TASK STATEMENT:
Rewrite all the records below with every "point" changed to "dot" and everything else kept the same. Leave the pictures out.

====

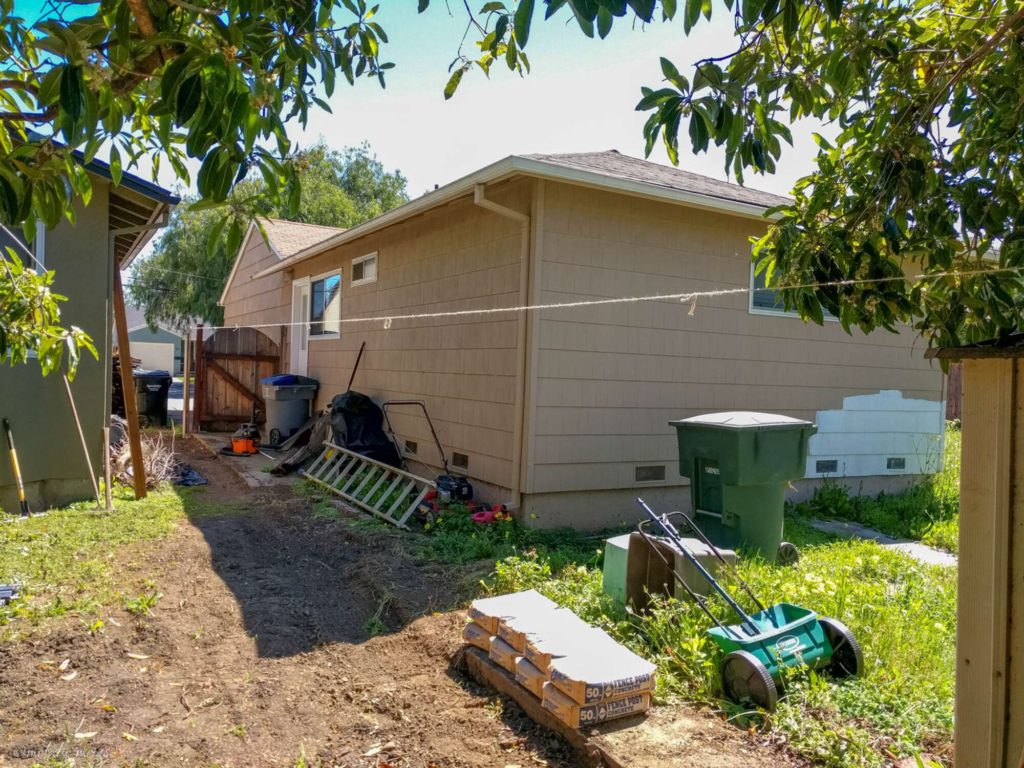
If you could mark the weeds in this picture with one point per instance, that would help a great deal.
(64, 561)
(143, 604)
(928, 512)
(903, 613)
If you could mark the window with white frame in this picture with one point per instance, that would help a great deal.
(325, 306)
(365, 269)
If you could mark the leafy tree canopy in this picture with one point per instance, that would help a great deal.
(926, 175)
(184, 276)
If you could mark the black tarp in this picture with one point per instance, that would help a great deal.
(357, 423)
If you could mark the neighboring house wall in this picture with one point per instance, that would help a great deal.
(158, 350)
(48, 445)
(605, 381)
(262, 301)
(457, 257)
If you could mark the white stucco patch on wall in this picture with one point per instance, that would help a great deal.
(878, 434)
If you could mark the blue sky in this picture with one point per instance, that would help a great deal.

====

ANSWER TO THIS EXERCISE:
If you could mark the weeds in this picture with one dot per instance, that would help a great deal.
(64, 561)
(143, 604)
(928, 512)
(903, 613)
If you could mark the window with white frame in this picture with one dot per instance, that would help a great deal.
(325, 306)
(365, 269)
If you could mark the leafy tree canopy in this picture with one dot per instance, that would help a great deal.
(926, 175)
(184, 276)
If you could mark the black tarp in this picture with one dot per instance, that would help a great deal.
(357, 423)
If you could mark the neighboring house wall in this picture with one dot per instance, that would help a great deal.
(158, 350)
(48, 445)
(605, 381)
(262, 301)
(457, 257)
If you could mark the white stucco patch on wall in this picture with one dot per instance, that would help a great deal.
(878, 434)
If you could mark the blue sky in this picture with one dot per instance, that would help a great deal.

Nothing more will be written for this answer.